What the task requires:
Before the lines, copy part of the text on domestic violence in California divorce word for word: begin at the words "California is a" and stop after "in divorce proceedings.".

Text under study:
--------------------------------------------------
Domestic Violence and Restraining Orders in California Divorce
Domestic violence and restraining orders can complicate California divorce proceedings, affecting everything in your case from spousal support to child custody and property division.
California is a no-fault divorce state. Generally, it doesn’t matter why you’re divorcing, only that you and your spouse are experiencing “irreconcilable differences.” However, domestic violence is the exception to this rule and will come into play as a factor in divorce proceedings.
In fact, California courts will refuse to grant alimony or spousal support to domestic abusers. In addition, judges will decide custody matters in a child’s best interests, ruling against the abusive spouse to avoid exposing children to violence at home.
If you’ve been accused of abuse or you’ve experienced abuse at the hands of a domestic partner, that will affect the process and outcome of your divorce. An experienced and knowledgeable California divorce attorney can help you navigate this difficult time.
What Is Considered Domestic Abuse in California Divorce?
In California, abuse is broadly defined and includes:
- Physical assault, sexual assault, or emotional abuse
- Stalking, harassment, threats, or intimidation
- Isolation or deprivation or basic necessities
- Excessive monitoring or control of economic resources
To prove domestic abuse, the victim can present:
- A domestic violence criminal conviction in the past 5 years (misdemeanor or felony)
- Photos, records, and medical diagnoses of injuries sustained in the abuse
- Restraining or protective orders filed for abusive behavior
- “No contest” pleas in response to domestic violence charges
- Verbal or written threats or restraining order violations
- Corroborative testimony from witnesses
- Evidence of stalking, harassment, or intimidation
- Documentation from law enforcement or child protective services
The burden of proof for demonstrating domestic violence is much lower in divorce cases compared to criminal cases. So a family court judge could base their decision on a domestic partner’s abusive behavior even if they were never convicted of a crime for their actions.
Unfortunately, false accusations of domestic violence may also become an issue if one spouse is willing to take drastic measures to hurt the other or gain the upper hand in the divorce.
If a spouse is falsely accused of domestic violence and even has a criminal conviction based on those accusations, that criminal record can damage their divorce case. However, they can also present evidence to prove the allegations wrong or show that they were actually the victim.
How Do Restraining Orders Work in California Divorce?
--------------------------------------------------
Information supplied:
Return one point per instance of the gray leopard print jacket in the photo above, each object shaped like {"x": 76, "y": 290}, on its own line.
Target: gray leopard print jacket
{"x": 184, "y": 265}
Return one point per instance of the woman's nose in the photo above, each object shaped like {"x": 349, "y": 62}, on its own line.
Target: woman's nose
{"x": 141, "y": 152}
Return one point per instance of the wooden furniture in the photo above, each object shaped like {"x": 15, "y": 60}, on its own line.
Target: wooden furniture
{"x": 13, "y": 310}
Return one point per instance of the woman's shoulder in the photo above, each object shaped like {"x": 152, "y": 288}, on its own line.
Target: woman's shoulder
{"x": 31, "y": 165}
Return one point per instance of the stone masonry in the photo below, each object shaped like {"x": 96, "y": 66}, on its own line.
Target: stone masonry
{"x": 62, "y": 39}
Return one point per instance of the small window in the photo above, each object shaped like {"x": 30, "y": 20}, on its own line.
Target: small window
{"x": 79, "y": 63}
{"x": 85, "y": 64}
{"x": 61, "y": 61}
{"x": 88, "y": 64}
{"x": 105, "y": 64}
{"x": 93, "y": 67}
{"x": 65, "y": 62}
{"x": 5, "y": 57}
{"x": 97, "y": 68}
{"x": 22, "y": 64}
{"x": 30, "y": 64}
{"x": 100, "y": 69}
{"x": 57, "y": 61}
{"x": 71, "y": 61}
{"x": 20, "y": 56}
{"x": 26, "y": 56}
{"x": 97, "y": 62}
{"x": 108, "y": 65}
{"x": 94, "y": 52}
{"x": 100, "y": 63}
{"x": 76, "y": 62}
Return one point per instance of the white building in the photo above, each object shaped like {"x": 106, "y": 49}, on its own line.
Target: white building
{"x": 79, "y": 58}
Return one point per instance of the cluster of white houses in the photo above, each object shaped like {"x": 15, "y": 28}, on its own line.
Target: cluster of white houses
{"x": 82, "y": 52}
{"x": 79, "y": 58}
--------------------------------------------------
Answer section:
California is a no-fault divorce state. Generally, it doesn’t matter why you’re divorcing, only that you and your spouse are experiencing “irreconcilable differences.” However, domestic violence is the exception to this rule and will come into play as a factor in divorce proceedings.